■ Supplied passage
┌──
In addition to FcR aggregation, internalization of the antigen via antibody dependent cellular phagocytosis (ADCP) is an Fc effector function that can occur in neutrophils, monocytes, macrophages and dendritic cells (Figure 2D). Neutrophils express FcRs that engage IgG and IgA with phagocytosis (79), production of reactive oxygen species (80) and neutrophil extracellular traps (NETs) (81, 82) as potential consequences. Monocytes and macrophages can respond to IgG, IgA and, sometimes, IgE mediated antigen uptake (62) with autophagy (83) and vesicular trafficking into the lysosome (84) as well as inflammasome activation (85, 86). In contrast, ADCP in dendritic cells induces antigen presentation, cytokine production and maturation (70, 87–89). Thus, FcR crosslinking induce multiple effector immune functions that are cell type specific.
In TB, antibody cellular effector functions have been described to potentially impact bacteria during initial acquisition of infection and in latent and active TB. In vitro Mtb infection studies show that opsonophagocytosis is influenced by antibodies from BCG vaccination (32, 48, 90). Because extracellular Mtb is thought to exist primarily during initial acquisition of infection and active TB, divergent cellular effector functions resulting from ADCP could be more relevant in these states. Differential macrophage phagolysosomal co-localization and inflammasome activation with intracellular bacteria are reported with polyclonal IgG from latent and active TB (16). Because intracellular Mtb is associated with latent infection, cellular effector functions that target an infected host cell as opposed to bacteria alone could be relevant. This could be ADCC but more broadly speaking, any effector cell function that could impact an infected target cell (for example granule or cytokine release, vesicular trafficking, the production of reactive oxygen species) in cis or trans is plausible. To this point, the discovery of new receptors that bind to antibodies such as the cytoplasmic TRIM21 brings opportunities to expand the repertoire of linked cellular effector functions such as ubiquitination and degradation of intracellular organisms (91). How cytoplasmic receptors, as opposed to cell surface expressing receptors, mediate responses to intracellular Mtb is not known but broadens the potential mechanisms by which antibodies modulate the immune response in TB.
└──
■ Entries supplied
┌──
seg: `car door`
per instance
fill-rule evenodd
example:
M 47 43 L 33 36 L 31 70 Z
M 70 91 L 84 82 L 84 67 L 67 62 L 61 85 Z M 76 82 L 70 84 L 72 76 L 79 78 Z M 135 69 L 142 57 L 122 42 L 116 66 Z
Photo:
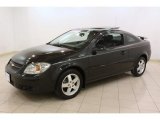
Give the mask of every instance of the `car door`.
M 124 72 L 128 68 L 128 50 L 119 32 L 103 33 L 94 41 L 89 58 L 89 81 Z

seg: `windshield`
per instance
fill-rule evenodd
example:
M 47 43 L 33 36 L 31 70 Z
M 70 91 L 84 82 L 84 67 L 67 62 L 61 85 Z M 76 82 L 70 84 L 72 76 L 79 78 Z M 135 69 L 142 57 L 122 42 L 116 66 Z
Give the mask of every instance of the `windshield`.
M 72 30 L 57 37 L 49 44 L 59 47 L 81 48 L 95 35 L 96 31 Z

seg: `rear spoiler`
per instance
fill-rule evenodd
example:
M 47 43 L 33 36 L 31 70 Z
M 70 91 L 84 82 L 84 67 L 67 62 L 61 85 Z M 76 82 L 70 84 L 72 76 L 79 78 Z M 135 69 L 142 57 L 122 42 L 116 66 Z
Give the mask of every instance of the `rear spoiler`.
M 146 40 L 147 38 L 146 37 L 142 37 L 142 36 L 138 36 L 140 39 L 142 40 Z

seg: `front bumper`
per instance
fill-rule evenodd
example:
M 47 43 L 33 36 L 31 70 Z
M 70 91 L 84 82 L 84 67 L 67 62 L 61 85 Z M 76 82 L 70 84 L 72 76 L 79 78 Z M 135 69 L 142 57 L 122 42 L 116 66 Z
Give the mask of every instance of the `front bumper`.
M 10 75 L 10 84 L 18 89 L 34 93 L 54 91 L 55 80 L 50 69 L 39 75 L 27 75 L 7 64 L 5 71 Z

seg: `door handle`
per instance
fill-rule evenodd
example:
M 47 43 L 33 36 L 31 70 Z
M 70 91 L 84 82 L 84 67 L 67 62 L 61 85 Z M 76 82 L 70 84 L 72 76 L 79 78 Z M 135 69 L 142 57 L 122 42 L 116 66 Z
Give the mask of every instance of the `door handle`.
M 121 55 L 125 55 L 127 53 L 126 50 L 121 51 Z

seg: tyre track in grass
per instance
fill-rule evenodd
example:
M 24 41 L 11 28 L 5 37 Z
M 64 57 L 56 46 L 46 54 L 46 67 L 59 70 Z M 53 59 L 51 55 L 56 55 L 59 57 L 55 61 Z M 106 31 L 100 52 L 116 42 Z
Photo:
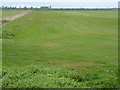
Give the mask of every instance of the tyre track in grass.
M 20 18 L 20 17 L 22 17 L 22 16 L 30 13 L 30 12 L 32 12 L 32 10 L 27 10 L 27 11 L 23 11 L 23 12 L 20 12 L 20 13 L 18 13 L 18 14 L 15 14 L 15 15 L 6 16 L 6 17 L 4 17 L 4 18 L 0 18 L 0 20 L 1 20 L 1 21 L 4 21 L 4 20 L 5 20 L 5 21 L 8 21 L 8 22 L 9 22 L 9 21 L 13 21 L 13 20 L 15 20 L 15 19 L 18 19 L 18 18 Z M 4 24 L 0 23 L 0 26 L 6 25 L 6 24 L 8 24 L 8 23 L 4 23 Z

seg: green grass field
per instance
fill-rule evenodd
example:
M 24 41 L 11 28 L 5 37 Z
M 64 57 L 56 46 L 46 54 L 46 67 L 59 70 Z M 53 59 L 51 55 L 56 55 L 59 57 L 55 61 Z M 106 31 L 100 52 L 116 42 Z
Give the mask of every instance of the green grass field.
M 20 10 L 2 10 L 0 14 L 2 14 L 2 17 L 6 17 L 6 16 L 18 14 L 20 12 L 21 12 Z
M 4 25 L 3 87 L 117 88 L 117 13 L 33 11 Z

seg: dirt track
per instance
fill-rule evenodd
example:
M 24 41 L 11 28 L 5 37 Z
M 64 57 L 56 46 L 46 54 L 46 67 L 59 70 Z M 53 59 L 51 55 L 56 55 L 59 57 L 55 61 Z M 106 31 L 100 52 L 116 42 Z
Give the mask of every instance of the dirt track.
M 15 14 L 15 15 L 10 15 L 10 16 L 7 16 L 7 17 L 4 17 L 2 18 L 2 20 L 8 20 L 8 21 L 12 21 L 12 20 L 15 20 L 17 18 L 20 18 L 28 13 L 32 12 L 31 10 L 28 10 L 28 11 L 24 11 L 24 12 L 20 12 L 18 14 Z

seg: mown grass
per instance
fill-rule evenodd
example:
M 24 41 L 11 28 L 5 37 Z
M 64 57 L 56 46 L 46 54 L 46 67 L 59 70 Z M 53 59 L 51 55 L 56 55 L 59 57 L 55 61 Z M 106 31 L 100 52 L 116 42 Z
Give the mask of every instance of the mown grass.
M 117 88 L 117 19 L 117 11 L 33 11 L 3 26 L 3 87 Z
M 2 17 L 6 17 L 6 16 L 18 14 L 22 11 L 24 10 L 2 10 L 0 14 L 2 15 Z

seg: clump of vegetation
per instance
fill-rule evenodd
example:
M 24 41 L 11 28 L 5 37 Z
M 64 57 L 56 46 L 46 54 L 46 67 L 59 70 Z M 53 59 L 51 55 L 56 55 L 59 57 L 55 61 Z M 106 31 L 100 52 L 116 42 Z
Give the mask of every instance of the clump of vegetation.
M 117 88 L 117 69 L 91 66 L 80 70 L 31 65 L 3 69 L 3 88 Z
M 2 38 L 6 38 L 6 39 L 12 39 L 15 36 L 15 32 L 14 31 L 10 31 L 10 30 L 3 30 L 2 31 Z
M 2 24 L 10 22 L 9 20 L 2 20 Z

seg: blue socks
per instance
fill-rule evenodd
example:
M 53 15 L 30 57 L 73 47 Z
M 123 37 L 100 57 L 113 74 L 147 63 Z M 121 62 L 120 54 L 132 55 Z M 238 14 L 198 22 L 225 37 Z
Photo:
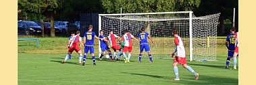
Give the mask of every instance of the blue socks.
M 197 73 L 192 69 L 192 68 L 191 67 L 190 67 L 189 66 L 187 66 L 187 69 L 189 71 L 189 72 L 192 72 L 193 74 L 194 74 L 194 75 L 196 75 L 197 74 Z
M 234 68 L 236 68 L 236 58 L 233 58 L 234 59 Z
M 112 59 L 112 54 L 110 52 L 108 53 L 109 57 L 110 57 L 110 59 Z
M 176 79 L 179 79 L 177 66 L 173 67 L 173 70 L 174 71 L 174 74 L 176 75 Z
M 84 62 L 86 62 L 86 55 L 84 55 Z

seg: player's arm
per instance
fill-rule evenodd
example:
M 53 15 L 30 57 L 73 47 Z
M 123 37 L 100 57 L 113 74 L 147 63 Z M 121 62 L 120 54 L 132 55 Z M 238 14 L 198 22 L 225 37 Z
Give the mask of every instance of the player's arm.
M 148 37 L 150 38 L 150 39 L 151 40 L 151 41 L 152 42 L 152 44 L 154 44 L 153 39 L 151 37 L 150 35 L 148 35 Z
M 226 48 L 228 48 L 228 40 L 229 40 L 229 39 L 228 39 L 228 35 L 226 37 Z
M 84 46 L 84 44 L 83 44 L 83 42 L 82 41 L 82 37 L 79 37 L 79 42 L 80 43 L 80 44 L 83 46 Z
└──
■ Work task 1
In the passage on antibody effector functions in tuberculosis, which cytoplasmic receptor is named as binding to antibodies?
■ Work task 2
Pick up the passage on antibody effector functions in tuberculosis after its final sentence and carry it forward.

■ Output 1
TRIM21

■ Output 2
B Cell Functions
T cell-B cell interactions in lymphoid follicles lead to the development of long-lived, antigen-specific humoral responses from plasma cells and plasmablasts (92) (Figure 3A). Expression of the CXCR5 chemokine receptor helps define the structure of B cell follicles by facilitating CD4 T cell trafficking to germinal centers. In secondary lymphoid organs such as lymph nodes and tertiary lymphoid structures in the Mtb-infected lung, CD4+ CXCR5+ T cells are thought to mediate host protective responses (93, 94). CCR7 regulates the trafficking of B cells toward the T cell zone, where they present endocytosed antigen in the form of peptide fragments loaded onto major histocompatibility complex type II (MHC-II) molecules to CD4 T cells (95). In addition, naïve and central memory CD4 T cells express CCR7, enabling circulation through lymphoid organs and interactions with antigen presenting cells (APCs). CCR7 knockout mice have a decreased ability to control Mtb growth after high but not low dose aerosol infection (51, 96). The T cell response is delayed in these knockout mice but whether this is due to a decreased CCR7 mediated B cell trafficking and maturation is less clear. Thus, the co-localization of T cells and B cells in secondary and tertiary lymphoid structures are opportunities for reciprocal interaction and synergy that could influence outcomes in TB (Figures 3B, C).
Figure 3 Direct and indirect B cell responses occur in Mtb infection. Direct responses include cytokine production and differentiation of B cells specific into plasma cells that secrete Mtb-specific antibodies (A). In response to Mtb infection in the lung, B cell effectors such as memory B cells, plasmablasts and plasma cells secrete pro-inflammatory cytokines (TNFα, IFNγ, IL2, IL6, GM-CSF and CCL3), while a subset of B cells can secrete inhibitory cytokines, such as IL10, which limits Th17 cell and neutrophil infiltration. In secondary and tertiary lymphoid organs such as lymph nodes and inducible bronchus-associated lymphoid tissue (iBALT), B cells facilitate antigen presentation to T cells (B, C). B cells receive T cell help from Tfh cells to initiate germinal center responses (B) and might also participate in priming T cells through the transfer of Mtb antigens (purple) to dendritic cells via exosomes and extracellular microvesicles (C). Finally, Fc-FcR interactions can enhance Mtb phagocytosis, macrophage and dendritic cell effecror functions, and antigen presentation to T cells in the lung granuloma (D).
The presence of B cells and follicular structures in granulomas and inducible broncho-alveolar associated lymphoid tissue (iBALT) is described in humans, mouse and non-human primate models of TB. These pulmonary lesions are associated with protection against active disease in the non-human primate model (15, 93, 97–99). Furthermore, the identification of Mtb-specific antibody responses and their association with protection in latent infection and in other heavily exposed individuals indicate a protective role for B cells in TB (16, 41, 49), potentially through the activation of Mtb-specific T cell responses and regulation of inflammation (13).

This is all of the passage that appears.